-- Start GIVEN ENTRIES --

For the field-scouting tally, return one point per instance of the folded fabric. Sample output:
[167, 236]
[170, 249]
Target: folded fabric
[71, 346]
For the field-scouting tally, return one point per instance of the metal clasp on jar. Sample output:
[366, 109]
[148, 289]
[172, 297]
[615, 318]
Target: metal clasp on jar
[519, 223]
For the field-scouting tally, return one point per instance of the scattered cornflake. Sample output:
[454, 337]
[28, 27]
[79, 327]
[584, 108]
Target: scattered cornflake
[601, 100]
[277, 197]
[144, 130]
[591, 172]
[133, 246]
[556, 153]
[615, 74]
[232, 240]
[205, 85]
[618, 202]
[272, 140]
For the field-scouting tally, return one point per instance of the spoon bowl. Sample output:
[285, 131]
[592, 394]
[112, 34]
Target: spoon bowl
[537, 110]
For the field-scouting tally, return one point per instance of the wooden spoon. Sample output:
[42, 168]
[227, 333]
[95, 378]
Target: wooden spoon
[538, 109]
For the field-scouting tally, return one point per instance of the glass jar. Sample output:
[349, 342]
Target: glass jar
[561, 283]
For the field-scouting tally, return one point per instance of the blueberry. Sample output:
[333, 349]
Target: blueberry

-- End GIVEN ENTRIES --

**REQUIRED WORK**
Reproduce every line above verbatim, from the first to the last, without altering, adding, or omitting any character.

**SOLUTION TO THIS PROBLEM**
For the field-scouting tally, return one point per instance of the folded fabric. Sample output:
[167, 236]
[170, 249]
Target: folded fabric
[71, 346]
For the field-scouting tally, return one point per instance of the metal clasp on jar. Sample output:
[366, 109]
[148, 289]
[172, 297]
[615, 318]
Target: metal clasp on jar
[519, 223]
For the field-scouting tally, return one point per instance of the scattered cornflake. Sample output:
[454, 337]
[28, 27]
[79, 327]
[584, 108]
Target: scattered cornflake
[601, 100]
[277, 197]
[144, 130]
[591, 172]
[133, 246]
[556, 153]
[615, 74]
[232, 240]
[205, 85]
[618, 202]
[272, 140]
For the field-scouting tally, return one point per instance of the spoon bowl. Sample output:
[285, 131]
[592, 394]
[112, 34]
Target: spoon bowl
[537, 110]
For the field-scouting tally, return one point per instance of the wooden spoon. Sample output:
[42, 168]
[227, 333]
[95, 378]
Target: wooden spoon
[538, 109]
For the field-scouting tally, return one point per instance of the glass jar. Sample output:
[349, 342]
Target: glass jar
[561, 283]
For the field-scouting tally, return one point per instance of the blueberry. Sample output:
[333, 349]
Target: blueberry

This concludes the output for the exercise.